Geselecteerde tekst:
Suriname onafhankelijk in 1975: Mijn kinderen zullen nooit Surinaams leren spreken.

Suriname onafhankelijk in 1975: Mijn kinderen zullen nooit Surinaams leren spreken.

Ik was de jongste van mijn grote gezin met 5 broers en zussen en mijn vader en moeder. We woonden in een district buiten de stad Groningen, een stad in Suriname. Omdat wij best ver buiten de stad woonden, werd ik als kind doordeweeks opgehaald met de schoolbus. Dan stond ik altijd klaar in mijn schooluniform en mijn ingepakte schooltas op de stoep voor mijn huis en was ik mooi op tijd om de bus in te stappen. In die bus zaten mijn schoolvrienden en daarmee reden we iedere ochtend gezellig langs andere huizen om de andere kinderen op te halen. Als school afgelopen was, bracht diezelfde bus ons ook weer veilig thuis.

Opdracht: Vertaal de zin "Als school afgelopen was, bracht diezelfde bus ons ook weer veilig thuis." uit de geselecteerde tekst hierboven naar het Engels.

Aangeleverd materiaal:
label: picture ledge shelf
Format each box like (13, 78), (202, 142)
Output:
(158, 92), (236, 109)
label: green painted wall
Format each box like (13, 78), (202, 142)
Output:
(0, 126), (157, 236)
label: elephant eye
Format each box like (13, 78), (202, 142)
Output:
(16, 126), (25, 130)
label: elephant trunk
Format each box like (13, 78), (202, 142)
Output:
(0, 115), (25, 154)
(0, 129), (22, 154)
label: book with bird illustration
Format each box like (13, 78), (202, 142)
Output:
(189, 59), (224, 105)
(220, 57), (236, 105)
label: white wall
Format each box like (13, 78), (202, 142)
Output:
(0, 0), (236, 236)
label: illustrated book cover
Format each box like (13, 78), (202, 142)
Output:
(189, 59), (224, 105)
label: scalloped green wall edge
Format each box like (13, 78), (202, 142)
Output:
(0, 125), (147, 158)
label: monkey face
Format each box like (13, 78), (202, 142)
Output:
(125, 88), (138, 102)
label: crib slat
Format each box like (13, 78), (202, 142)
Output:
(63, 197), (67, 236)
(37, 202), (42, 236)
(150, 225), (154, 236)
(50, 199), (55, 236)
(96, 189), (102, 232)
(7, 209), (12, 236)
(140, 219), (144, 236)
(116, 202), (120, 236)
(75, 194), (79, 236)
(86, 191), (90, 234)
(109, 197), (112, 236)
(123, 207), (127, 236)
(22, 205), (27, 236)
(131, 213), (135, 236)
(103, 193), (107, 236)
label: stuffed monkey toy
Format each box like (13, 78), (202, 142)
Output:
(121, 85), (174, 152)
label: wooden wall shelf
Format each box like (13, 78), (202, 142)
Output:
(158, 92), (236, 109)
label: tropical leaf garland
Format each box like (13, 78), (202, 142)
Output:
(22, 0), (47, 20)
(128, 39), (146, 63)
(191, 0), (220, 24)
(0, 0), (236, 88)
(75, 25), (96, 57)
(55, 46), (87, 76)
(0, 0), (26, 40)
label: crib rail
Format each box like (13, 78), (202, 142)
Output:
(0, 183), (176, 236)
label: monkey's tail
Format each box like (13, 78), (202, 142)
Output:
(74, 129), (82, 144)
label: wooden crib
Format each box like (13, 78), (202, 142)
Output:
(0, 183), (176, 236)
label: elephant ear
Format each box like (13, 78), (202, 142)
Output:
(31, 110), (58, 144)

Antwoord: When school was over, that same bus also brought us safely back home.